Could you repeat exactly the lines below, from the line containing "Category: camouflage uniform sleeve" through the last one, both included, while leaving out any pictures?

====

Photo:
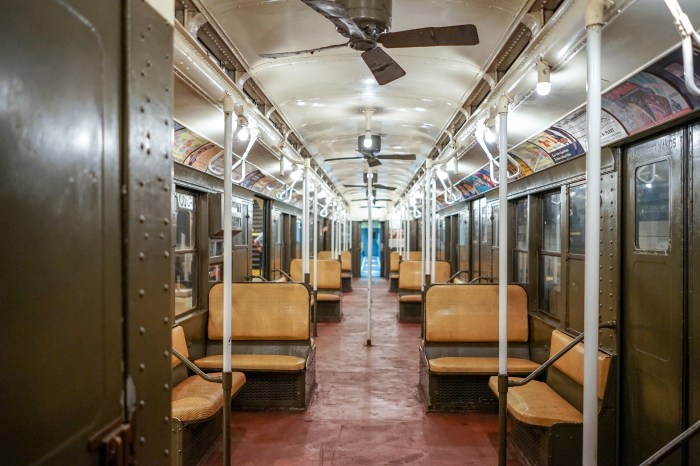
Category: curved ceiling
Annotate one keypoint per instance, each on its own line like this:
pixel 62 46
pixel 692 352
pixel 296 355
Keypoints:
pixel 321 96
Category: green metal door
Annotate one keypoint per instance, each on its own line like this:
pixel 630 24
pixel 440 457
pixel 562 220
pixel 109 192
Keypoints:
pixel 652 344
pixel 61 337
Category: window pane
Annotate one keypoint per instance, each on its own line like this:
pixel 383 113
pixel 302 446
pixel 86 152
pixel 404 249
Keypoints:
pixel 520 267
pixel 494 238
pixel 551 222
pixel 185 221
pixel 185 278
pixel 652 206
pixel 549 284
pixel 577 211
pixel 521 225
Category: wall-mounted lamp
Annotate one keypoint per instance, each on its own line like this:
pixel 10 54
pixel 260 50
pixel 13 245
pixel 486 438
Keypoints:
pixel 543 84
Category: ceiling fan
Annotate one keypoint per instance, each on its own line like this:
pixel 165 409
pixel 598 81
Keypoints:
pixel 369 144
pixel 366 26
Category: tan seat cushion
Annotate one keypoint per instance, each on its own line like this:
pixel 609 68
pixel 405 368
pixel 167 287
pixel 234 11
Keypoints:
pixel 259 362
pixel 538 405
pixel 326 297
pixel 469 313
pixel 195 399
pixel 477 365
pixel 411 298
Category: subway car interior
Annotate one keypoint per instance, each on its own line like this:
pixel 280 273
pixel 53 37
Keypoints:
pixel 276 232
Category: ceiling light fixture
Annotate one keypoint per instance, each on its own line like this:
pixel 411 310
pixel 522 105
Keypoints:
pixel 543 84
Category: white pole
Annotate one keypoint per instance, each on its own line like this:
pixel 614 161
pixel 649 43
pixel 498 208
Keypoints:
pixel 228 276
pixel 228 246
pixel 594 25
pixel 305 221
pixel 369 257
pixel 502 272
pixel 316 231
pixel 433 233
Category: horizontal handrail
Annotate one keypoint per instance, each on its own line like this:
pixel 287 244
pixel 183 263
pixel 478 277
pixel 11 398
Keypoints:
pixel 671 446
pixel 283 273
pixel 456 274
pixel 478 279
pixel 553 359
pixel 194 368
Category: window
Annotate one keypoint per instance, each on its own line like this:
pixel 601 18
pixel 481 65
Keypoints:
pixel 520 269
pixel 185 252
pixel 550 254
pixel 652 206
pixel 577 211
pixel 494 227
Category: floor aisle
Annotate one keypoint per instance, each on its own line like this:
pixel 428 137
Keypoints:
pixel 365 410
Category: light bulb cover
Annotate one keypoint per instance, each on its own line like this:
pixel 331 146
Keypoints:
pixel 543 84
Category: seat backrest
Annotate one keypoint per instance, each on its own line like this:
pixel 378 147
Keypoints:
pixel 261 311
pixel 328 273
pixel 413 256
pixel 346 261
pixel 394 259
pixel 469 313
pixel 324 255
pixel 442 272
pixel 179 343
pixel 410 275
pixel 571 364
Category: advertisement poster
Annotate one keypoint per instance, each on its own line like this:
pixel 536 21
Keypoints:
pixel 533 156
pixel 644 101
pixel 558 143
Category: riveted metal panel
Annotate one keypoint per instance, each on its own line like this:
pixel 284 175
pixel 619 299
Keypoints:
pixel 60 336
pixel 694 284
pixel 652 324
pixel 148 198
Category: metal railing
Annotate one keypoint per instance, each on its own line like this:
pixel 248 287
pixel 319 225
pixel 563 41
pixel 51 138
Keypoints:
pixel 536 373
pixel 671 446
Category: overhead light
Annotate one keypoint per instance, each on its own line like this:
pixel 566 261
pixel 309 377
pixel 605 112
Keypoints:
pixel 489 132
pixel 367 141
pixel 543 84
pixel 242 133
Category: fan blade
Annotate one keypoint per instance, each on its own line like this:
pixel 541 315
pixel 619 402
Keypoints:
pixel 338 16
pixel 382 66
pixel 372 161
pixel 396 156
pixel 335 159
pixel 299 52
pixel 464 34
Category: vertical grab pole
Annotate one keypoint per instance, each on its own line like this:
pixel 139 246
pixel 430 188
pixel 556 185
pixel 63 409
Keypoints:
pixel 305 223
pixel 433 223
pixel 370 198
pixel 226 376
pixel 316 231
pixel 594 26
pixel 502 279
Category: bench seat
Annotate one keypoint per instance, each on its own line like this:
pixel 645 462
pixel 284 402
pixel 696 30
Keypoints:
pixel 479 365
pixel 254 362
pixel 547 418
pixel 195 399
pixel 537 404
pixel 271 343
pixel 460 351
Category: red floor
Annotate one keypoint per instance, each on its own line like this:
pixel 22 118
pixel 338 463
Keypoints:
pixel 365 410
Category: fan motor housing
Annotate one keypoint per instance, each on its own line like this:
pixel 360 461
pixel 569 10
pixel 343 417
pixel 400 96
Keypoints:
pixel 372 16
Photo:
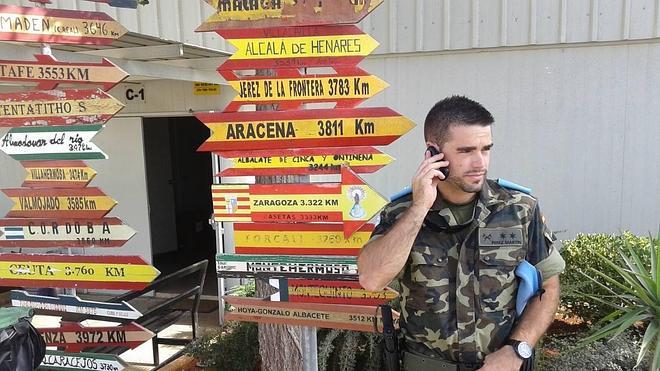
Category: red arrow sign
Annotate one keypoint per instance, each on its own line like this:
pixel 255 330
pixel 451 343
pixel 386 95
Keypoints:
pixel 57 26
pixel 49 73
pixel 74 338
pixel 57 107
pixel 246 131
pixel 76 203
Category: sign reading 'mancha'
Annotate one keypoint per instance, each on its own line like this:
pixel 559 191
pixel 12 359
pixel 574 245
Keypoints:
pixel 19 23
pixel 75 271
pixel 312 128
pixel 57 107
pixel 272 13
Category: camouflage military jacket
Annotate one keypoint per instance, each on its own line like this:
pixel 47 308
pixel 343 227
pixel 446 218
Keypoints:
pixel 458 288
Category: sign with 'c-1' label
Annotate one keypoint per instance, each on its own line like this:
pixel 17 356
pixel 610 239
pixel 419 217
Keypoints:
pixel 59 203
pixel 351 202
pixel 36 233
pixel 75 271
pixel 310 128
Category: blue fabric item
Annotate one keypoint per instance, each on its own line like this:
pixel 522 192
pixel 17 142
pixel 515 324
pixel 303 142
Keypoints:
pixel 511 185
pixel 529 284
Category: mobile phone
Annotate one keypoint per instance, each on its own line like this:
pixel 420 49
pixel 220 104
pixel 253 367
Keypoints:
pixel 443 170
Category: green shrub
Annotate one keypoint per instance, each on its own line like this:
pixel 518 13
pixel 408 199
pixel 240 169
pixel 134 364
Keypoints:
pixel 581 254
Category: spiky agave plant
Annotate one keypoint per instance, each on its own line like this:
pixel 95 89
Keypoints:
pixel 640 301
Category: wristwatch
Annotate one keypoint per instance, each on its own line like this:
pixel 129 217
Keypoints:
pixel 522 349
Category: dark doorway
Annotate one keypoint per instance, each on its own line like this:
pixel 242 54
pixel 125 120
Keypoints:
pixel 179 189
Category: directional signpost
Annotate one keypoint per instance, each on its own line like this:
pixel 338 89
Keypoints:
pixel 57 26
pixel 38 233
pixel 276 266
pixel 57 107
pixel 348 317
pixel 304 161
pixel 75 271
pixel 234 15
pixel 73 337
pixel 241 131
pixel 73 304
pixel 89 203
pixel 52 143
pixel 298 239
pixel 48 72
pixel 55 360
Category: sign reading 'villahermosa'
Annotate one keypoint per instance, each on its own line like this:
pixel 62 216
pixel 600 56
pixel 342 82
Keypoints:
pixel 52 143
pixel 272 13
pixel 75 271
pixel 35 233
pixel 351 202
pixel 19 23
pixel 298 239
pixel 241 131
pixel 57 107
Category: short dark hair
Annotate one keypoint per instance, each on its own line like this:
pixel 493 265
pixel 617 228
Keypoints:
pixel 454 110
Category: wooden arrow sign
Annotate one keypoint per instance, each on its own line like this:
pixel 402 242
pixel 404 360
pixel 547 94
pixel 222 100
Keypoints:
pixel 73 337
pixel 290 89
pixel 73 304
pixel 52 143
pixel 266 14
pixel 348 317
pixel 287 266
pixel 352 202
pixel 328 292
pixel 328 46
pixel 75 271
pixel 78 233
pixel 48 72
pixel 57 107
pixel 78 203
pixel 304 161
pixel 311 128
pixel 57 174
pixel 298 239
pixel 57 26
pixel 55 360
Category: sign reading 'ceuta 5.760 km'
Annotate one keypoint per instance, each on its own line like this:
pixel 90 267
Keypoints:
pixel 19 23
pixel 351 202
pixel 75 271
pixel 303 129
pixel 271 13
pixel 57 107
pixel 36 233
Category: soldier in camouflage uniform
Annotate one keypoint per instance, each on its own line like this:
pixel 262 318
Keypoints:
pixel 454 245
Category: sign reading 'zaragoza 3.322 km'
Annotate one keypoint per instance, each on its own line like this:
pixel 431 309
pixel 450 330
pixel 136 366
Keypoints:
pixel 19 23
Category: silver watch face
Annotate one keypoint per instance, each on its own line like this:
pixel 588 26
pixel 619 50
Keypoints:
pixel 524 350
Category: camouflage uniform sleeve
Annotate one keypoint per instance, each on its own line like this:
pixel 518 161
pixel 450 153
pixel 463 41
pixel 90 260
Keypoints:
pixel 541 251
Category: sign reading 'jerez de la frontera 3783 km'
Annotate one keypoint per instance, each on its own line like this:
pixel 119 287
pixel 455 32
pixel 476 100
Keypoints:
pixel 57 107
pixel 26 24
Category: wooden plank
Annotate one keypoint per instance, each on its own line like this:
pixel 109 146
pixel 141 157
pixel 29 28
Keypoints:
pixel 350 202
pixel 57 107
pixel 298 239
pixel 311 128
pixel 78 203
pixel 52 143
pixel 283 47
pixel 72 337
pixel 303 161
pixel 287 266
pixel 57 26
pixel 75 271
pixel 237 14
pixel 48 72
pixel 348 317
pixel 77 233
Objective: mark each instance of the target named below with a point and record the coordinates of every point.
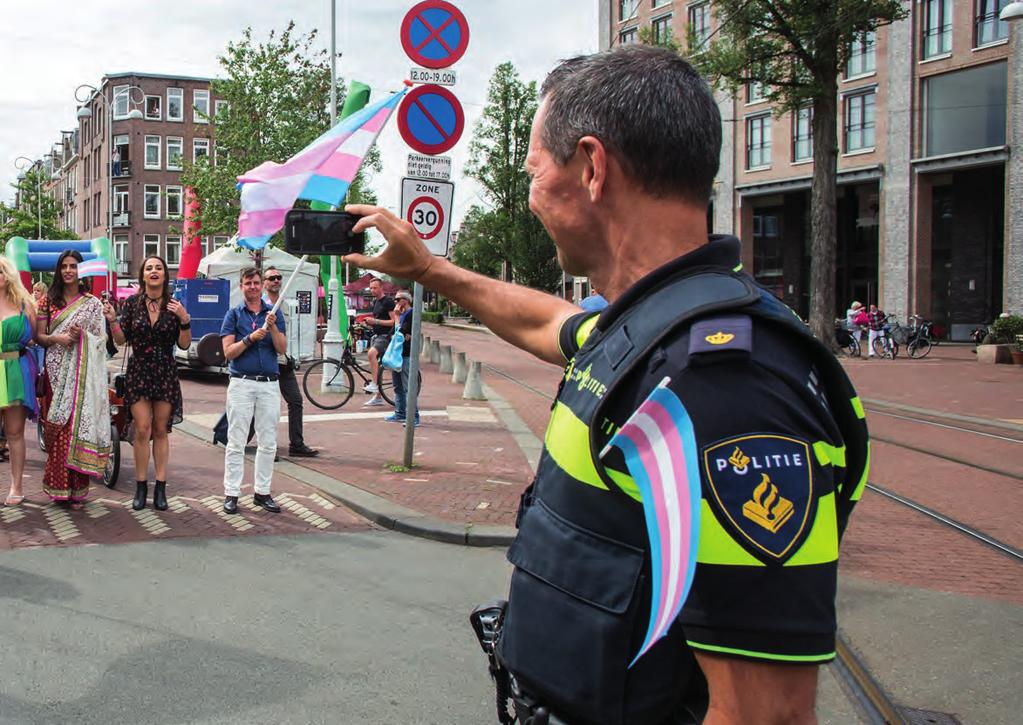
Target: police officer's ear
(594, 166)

====

**Task answer**
Category: camouflage uniform sleeve
Annotate one keypoint per instance, each on its own line like this:
pixel 518 161
pixel 450 153
pixel 463 41
pixel 90 260
Keypoints:
pixel 541 251
Category: sign reading 'jerez de la frontera 3783 km'
Annotate one keypoint per instance, each on its own line like this:
pixel 119 287
pixel 455 32
pixel 476 100
Keypoints:
pixel 57 107
pixel 26 24
Category: wooden plank
Annotate one keypoint per instance, each on its own line like this:
pixel 109 146
pixel 141 157
pixel 29 28
Keypoints:
pixel 350 202
pixel 57 107
pixel 298 239
pixel 311 128
pixel 78 203
pixel 52 143
pixel 283 47
pixel 72 337
pixel 303 161
pixel 287 266
pixel 57 26
pixel 75 271
pixel 237 14
pixel 48 72
pixel 348 317
pixel 77 233
Objective: mark each instance of the target named below with a point and record the coordinates of every point.
Target: police officer's ear
(594, 166)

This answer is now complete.